Given exercise 1: List every label that appears inside square brackets in the forum discussion below.
Given exercise 2: Select every line of the listing that contains the string "pole".

Finally, I suggest that you do not allow Jedi characters to begin with a lightsabre, regardless of what the template says. The lightsabre is the weapon of the Jedi, not of any punk who has Force skills. They have to earn Jedi, and they ought to earn a lightsabre. I think you'll find that it's easy to tempt players into taking shortcuts with their characters in order to get a lightsabre. Of course, the shortcut takes them straight through the dark side. But, that kind of thing is up to you.

wolverine
10 May 2002, 03:38 AM
My sentiments exactly. I do have 2 seperate lists for force powers. One is players initial choice (when they are made) and the other is full power list.

As a side note, the jedi only get's 1 power per full D of force ability, (ie 3 at 1/1/1[alien student],2 for 1/1[quixotic or failed], or 1 for control[minor]), and no other powers, even if me bumps up the stat at character creation.
Then have it wher ehe can only learn a skill OR increase a power...

Jericho_Narcas
10 May 2002, 11:14 AM
One of the things I really like about the R&E 2nd edition rules is the fact that Jedi characters only start off with one force power per force skill rather than three each. When they start off with fewer powers and no master to teach them Jedi aren't too unbalanced at all.

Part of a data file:
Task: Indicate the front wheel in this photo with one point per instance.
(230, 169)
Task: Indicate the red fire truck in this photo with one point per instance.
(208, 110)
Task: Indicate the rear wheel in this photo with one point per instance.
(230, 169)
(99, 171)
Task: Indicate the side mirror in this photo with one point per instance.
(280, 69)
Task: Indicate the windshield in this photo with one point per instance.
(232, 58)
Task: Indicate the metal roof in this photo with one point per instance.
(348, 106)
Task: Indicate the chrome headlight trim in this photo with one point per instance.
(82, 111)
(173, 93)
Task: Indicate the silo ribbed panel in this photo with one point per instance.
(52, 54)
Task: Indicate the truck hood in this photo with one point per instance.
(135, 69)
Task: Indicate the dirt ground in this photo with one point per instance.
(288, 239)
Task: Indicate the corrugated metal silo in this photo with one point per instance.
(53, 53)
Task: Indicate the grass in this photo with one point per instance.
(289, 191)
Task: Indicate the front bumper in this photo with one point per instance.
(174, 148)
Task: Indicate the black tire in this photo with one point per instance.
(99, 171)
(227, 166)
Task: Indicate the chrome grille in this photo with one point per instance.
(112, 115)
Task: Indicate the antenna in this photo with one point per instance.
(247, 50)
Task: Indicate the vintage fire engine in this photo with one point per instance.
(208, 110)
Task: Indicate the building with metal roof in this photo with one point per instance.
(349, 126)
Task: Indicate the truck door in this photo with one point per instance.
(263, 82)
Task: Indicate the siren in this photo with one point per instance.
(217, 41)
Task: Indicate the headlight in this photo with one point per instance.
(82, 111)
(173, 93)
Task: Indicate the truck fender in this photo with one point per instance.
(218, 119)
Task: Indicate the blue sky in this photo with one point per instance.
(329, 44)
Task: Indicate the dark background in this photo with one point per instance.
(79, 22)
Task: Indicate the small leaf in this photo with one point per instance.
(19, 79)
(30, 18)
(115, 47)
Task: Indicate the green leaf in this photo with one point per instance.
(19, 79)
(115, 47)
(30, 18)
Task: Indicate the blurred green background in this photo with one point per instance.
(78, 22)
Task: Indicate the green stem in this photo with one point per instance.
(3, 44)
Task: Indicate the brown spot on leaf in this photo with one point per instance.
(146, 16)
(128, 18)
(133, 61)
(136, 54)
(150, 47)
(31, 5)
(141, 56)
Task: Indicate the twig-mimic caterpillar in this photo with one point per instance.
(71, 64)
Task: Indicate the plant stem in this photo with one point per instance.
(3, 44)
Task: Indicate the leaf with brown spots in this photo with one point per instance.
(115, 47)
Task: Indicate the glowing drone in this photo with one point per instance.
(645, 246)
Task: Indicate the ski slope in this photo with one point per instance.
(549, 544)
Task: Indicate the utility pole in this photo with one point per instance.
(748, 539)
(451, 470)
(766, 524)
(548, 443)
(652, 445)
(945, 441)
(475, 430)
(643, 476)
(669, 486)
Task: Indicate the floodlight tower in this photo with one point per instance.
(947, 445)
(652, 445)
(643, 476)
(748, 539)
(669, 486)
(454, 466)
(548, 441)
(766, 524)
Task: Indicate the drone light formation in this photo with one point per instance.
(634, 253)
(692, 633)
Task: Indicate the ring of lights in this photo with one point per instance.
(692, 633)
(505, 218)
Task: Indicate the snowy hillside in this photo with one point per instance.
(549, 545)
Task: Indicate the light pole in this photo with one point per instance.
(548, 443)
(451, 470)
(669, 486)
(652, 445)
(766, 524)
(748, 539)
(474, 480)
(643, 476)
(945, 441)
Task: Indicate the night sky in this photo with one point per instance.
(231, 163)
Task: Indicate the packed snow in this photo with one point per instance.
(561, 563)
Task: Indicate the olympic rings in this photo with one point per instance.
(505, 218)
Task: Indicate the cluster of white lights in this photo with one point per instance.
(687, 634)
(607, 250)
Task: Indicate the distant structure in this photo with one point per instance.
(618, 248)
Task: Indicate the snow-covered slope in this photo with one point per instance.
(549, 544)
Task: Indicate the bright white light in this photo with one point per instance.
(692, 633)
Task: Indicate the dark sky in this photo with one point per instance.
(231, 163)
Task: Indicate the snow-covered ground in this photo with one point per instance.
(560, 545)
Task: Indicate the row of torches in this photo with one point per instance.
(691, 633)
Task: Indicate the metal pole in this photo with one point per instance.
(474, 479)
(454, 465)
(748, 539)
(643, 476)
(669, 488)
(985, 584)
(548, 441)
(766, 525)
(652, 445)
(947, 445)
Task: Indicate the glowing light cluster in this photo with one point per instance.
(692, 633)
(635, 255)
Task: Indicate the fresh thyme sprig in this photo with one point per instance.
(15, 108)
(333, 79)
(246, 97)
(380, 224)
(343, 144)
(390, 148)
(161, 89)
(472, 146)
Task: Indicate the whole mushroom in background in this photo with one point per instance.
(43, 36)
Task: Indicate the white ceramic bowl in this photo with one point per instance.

Final result 1:
alien student
quixotic or failed
minor

Final result 2:
Task: Indicate the utility pole in this photo with one point per instance.
Task: Indicate the light pole in this photo with one point per instance.
Task: Indicate the metal pole in this photo with one point per instance.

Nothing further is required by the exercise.